Could you print exactly the lines of the listing below, starting at the line that has "of the tortoise." and ending at the line that has "the dog's head.", and only those lines?

[Material provided Boundary: Start]

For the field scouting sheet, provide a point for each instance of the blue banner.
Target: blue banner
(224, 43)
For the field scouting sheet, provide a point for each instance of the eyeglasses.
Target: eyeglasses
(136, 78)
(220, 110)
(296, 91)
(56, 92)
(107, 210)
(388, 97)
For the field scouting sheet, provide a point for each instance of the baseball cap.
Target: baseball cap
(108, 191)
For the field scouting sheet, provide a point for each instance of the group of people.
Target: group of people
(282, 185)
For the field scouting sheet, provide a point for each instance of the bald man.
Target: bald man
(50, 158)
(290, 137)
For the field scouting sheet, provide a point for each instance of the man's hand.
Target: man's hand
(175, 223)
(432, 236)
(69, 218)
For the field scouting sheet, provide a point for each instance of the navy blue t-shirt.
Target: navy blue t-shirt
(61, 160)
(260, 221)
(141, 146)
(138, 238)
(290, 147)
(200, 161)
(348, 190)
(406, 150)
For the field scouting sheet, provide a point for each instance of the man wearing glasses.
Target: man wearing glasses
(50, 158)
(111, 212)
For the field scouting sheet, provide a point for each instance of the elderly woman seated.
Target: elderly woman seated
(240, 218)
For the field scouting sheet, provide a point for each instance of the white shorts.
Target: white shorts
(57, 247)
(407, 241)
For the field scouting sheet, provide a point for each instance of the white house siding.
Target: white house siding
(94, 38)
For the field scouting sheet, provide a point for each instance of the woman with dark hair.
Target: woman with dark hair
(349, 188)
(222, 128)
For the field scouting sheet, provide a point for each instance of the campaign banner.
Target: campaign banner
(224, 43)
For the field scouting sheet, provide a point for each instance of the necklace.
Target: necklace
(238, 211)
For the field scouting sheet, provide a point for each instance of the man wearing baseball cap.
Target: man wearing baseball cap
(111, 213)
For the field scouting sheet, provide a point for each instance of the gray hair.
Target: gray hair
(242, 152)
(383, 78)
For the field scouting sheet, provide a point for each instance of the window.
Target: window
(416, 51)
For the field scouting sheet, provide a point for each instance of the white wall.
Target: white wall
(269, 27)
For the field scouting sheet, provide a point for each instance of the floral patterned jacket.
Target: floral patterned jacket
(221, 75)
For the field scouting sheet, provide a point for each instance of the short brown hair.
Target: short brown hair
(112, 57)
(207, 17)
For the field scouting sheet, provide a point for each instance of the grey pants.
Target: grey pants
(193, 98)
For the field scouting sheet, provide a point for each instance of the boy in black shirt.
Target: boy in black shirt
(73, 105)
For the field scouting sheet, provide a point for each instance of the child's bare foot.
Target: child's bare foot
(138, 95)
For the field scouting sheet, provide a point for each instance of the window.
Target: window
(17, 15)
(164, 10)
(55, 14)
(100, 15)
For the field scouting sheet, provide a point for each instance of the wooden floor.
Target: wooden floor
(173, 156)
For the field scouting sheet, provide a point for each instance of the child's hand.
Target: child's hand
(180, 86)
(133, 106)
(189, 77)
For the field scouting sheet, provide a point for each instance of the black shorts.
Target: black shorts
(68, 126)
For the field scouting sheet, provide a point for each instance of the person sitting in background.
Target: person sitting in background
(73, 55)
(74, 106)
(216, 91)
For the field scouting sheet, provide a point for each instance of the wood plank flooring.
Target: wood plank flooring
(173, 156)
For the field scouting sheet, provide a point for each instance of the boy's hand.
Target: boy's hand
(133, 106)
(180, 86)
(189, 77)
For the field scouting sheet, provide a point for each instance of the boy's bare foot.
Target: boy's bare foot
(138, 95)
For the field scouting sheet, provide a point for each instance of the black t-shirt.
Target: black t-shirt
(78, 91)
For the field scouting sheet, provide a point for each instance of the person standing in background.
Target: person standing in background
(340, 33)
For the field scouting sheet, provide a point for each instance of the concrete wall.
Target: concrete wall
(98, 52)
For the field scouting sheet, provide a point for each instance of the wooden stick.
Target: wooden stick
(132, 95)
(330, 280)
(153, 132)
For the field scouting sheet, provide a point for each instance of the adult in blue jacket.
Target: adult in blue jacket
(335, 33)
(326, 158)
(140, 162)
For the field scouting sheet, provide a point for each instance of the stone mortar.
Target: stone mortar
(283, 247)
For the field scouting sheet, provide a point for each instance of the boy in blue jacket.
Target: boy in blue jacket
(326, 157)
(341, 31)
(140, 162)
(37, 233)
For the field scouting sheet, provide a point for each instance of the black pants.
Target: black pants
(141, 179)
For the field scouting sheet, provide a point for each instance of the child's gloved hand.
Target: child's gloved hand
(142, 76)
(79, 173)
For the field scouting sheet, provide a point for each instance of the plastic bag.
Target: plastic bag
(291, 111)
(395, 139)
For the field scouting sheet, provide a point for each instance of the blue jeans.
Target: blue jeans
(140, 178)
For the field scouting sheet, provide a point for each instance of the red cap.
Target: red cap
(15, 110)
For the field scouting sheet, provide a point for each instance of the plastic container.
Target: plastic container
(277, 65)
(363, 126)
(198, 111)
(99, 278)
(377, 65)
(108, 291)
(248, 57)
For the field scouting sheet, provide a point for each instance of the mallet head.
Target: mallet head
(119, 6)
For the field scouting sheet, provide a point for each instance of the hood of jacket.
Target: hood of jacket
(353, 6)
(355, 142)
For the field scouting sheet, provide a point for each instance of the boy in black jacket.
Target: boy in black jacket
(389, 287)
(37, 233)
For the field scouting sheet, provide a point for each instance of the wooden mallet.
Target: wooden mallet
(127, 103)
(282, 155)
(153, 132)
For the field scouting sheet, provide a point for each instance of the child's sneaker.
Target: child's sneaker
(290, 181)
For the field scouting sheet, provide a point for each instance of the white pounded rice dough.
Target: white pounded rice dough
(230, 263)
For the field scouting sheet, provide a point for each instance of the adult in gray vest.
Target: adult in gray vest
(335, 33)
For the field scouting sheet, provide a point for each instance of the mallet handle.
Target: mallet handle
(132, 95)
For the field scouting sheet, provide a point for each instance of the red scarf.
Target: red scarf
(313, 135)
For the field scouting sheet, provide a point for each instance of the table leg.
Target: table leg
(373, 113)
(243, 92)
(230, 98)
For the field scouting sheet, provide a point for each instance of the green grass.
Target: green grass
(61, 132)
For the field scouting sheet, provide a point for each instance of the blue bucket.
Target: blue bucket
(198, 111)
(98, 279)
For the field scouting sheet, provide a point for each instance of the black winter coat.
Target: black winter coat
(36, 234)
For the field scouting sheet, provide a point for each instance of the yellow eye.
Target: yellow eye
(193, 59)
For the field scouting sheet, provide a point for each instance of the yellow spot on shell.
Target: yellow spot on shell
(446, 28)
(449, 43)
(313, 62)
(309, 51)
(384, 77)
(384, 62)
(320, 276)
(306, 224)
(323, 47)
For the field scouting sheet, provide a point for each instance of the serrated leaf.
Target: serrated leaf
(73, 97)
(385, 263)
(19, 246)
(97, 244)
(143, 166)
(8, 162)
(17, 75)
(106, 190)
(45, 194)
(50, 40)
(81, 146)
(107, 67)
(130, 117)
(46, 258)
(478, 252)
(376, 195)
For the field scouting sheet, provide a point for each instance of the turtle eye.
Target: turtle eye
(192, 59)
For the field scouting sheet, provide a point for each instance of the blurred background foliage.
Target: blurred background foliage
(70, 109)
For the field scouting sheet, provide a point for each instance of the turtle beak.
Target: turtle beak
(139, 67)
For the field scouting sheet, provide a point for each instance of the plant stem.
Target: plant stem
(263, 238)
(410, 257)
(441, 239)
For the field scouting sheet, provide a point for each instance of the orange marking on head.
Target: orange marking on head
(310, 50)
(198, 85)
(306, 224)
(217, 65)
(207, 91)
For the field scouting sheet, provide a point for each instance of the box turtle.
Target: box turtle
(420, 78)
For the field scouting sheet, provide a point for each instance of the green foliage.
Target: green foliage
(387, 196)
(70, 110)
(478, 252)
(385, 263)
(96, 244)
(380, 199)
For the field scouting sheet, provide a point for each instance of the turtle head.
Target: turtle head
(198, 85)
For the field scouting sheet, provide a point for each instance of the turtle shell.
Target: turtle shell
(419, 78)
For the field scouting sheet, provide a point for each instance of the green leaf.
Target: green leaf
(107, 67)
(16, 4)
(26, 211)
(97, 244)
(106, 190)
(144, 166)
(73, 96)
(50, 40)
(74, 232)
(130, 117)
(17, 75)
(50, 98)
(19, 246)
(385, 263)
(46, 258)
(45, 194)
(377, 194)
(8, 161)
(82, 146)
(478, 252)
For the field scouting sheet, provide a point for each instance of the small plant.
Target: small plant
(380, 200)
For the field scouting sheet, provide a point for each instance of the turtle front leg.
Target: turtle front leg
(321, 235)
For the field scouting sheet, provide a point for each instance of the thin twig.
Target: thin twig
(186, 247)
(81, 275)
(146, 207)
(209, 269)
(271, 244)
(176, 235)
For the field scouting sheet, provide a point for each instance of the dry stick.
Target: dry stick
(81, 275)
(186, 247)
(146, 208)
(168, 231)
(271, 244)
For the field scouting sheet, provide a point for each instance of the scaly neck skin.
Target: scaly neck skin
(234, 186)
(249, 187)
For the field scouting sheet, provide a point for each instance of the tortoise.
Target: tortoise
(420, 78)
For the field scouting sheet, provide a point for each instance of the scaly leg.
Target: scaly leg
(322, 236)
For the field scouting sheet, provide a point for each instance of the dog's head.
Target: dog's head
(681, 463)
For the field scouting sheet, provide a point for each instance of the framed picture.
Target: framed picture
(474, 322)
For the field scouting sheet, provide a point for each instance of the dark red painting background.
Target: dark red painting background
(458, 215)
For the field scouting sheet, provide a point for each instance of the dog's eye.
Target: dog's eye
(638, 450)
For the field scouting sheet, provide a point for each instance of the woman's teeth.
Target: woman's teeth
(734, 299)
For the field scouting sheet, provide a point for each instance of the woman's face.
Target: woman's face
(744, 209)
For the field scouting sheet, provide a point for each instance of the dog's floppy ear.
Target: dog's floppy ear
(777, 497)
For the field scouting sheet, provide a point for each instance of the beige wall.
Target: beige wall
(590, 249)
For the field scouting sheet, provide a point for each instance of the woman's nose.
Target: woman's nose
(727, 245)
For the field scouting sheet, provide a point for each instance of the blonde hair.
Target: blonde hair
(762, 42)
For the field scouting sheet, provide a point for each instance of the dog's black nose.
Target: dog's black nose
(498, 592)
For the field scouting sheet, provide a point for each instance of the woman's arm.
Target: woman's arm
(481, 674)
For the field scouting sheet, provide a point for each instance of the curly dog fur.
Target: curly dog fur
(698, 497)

[Material provided Boundary: End]

** Answer section **
For the field scouting sheet, provide a point for each instance of the tortoise.
Target: tortoise
(420, 78)
For the field scouting sheet, provide a point for each instance of the scaly leg.
Target: scaly leg
(322, 236)
For the field scouting sheet, provide a point for each instance of the dog's head.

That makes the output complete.